== Task instructions ==
Write out the entire listing exactly, so that each line matches the original.

== Records for this exercise ==
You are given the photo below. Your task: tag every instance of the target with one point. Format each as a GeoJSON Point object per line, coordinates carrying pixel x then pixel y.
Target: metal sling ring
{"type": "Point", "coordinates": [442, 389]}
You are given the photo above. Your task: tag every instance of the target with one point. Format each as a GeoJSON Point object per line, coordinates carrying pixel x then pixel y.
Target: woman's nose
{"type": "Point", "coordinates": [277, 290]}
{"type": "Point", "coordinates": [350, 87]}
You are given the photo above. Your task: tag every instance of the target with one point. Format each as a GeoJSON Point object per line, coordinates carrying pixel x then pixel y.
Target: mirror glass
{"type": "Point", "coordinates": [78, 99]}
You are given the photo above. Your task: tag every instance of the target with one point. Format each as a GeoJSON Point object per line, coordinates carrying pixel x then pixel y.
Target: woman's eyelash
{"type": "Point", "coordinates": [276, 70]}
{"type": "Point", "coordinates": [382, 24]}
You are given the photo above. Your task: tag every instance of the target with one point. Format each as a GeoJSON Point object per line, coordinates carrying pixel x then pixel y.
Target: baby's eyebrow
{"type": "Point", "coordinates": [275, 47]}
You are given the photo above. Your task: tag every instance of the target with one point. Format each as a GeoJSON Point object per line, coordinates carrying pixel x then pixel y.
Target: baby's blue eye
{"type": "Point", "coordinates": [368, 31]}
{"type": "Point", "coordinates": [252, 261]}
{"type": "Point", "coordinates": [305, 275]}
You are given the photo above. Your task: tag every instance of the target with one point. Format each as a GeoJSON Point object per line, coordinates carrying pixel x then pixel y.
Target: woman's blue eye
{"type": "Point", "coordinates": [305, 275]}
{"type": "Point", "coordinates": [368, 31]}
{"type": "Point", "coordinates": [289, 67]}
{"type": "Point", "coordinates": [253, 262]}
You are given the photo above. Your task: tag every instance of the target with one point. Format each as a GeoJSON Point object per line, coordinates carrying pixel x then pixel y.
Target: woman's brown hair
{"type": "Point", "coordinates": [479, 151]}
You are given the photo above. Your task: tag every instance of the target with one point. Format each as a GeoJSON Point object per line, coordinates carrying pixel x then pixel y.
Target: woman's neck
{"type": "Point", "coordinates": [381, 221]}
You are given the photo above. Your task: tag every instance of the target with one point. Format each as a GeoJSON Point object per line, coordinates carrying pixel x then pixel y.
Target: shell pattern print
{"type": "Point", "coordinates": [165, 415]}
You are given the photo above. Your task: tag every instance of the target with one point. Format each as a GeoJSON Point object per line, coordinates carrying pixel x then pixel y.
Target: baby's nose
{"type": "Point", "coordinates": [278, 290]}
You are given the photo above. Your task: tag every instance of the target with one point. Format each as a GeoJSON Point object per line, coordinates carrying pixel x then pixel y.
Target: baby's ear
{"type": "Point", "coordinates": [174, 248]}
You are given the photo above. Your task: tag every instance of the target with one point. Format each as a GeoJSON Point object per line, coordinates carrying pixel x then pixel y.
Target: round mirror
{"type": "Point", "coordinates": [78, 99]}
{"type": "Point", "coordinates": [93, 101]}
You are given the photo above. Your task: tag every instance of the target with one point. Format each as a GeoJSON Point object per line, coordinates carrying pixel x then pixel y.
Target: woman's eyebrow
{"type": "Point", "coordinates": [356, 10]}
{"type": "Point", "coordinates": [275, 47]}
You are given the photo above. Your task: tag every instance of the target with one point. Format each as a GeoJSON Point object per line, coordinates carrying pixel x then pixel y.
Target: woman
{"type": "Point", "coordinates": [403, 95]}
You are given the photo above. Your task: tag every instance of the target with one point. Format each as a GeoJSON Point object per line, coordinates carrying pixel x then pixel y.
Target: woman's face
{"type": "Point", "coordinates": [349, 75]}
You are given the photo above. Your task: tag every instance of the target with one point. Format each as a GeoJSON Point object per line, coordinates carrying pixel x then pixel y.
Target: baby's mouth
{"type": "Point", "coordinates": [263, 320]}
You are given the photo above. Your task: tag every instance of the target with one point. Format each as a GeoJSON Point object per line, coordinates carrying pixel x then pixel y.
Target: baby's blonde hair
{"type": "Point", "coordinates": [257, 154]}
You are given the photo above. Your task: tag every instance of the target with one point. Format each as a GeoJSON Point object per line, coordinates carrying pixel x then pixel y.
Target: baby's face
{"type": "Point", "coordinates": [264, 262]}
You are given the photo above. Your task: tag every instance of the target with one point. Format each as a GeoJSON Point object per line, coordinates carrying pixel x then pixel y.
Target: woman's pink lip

== The answer ==
You are given the photo below. Your task: tag every instance of the target with one point. Format each as a GeoJSON Point object per line, coordinates carrying pixel x then pixel y.
Target: metal sling ring
{"type": "Point", "coordinates": [442, 389]}
You are given the photo above. Your task: tag every instance of the target with one point. Format each as a GeoJSON Point object per line, coordinates carrying pixel x then pixel y.
Target: woman's nose
{"type": "Point", "coordinates": [277, 290]}
{"type": "Point", "coordinates": [350, 87]}
You are given the photo above. Your task: tag every instance of the target with one point. Format each as a GeoJSON Point object per line, coordinates carrying pixel x then pixel y.
Target: mirror glass
{"type": "Point", "coordinates": [78, 99]}
You are given the photo above. Your task: tag every instance of the target with one point. Format each as a GeoJSON Point object per line, coordinates carrying pixel x then pixel y.
Target: woman's eyelash
{"type": "Point", "coordinates": [276, 70]}
{"type": "Point", "coordinates": [382, 24]}
You are given the photo above. Your task: tag every instance of the target with one point. Format each as a GeoJSON Point object per line, coordinates carrying pixel x then pixel y.
Target: baby's eyebrow
{"type": "Point", "coordinates": [275, 47]}
You are given the photo above. Your task: tag every instance of the target with one point. Format each as a GeoJSON Point object per line, coordinates carrying pixel x then pixel y.
Target: baby's blue eye
{"type": "Point", "coordinates": [368, 31]}
{"type": "Point", "coordinates": [252, 261]}
{"type": "Point", "coordinates": [305, 275]}
You are given the photo above. Your task: tag every instance of the target with one point. Format each as a GeoJSON Point object per line, coordinates carrying pixel x then pixel y.
Target: woman's blue eye
{"type": "Point", "coordinates": [305, 275]}
{"type": "Point", "coordinates": [368, 31]}
{"type": "Point", "coordinates": [289, 67]}
{"type": "Point", "coordinates": [253, 262]}
You are given the photo above. Your task: tag every instance of the target with one point. Format each as a GeoJSON Point object per line, coordinates carrying pixel x then pixel y.
Target: woman's brown hair
{"type": "Point", "coordinates": [479, 151]}
You are given the photo above. Your task: tag every instance of the target with one point. Format each as a GeoJSON Point object per line, coordinates carrying pixel x then pixel y.
Target: woman's neck
{"type": "Point", "coordinates": [381, 221]}
You are given the photo above. Your task: tag every instance of the target with one point. Format each as a GeoJSON Point object per line, coordinates carrying pixel x then pixel y.
Target: shell pattern print
{"type": "Point", "coordinates": [165, 415]}
You are given the photo above. Your task: tag every instance of the target with one point. Format each as a GeoJSON Point object per line, coordinates carrying pixel x then pixel y.
Target: baby's nose
{"type": "Point", "coordinates": [278, 290]}
You are given the photo above. Your task: tag every instance of the target with one point. Format each as a GeoJSON Point object per line, coordinates carrying pixel x then pixel y.
Target: baby's ear
{"type": "Point", "coordinates": [174, 248]}
You are given the photo above. Your task: tag every instance of the target with one point. Format each as a GeoJSON Point object per line, coordinates carrying pixel x then pixel y.
Target: round mirror
{"type": "Point", "coordinates": [78, 99]}
{"type": "Point", "coordinates": [93, 101]}
You are given the photo above. Your task: tag every instance of the target with one point. Format each as a GeoJSON Point object per line, coordinates carrying pixel x then pixel y.
Target: woman's eyebrow
{"type": "Point", "coordinates": [356, 10]}
{"type": "Point", "coordinates": [275, 47]}
You are given the photo above. Your task: tag every instance of the target with one point. Format each as a GeoJSON Point object per line, coordinates carrying pixel x then pixel y.
Target: woman
{"type": "Point", "coordinates": [403, 95]}
You are given the photo above. Your task: tag every instance of the target with one point. Format each as a GeoJSON Point object per line, coordinates carrying pixel x then pixel y.
Target: woman's face
{"type": "Point", "coordinates": [349, 75]}
You are given the photo above. Your task: tag every instance of the target with one point. Format each as a GeoJSON Point object per line, coordinates carrying pixel x then pixel y.
Target: baby's mouth
{"type": "Point", "coordinates": [263, 320]}
You are given the photo above. Your task: tag every instance of the target with one point. Format each as a GeoJSON Point object per line, coordinates carrying pixel x then pixel y.
Target: baby's blonde hair
{"type": "Point", "coordinates": [257, 154]}
You are given the photo above. Your task: tag every instance of the target with one point. Format each as a GeoJSON Point object per line, coordinates carrying pixel x then pixel y.
Target: baby's face
{"type": "Point", "coordinates": [264, 262]}
You are given the photo above. Your task: tag every instance of the target with one point. Format each as a GeoJSON Point object per line, coordinates carrying pixel x then pixel y.
Target: woman's pink lip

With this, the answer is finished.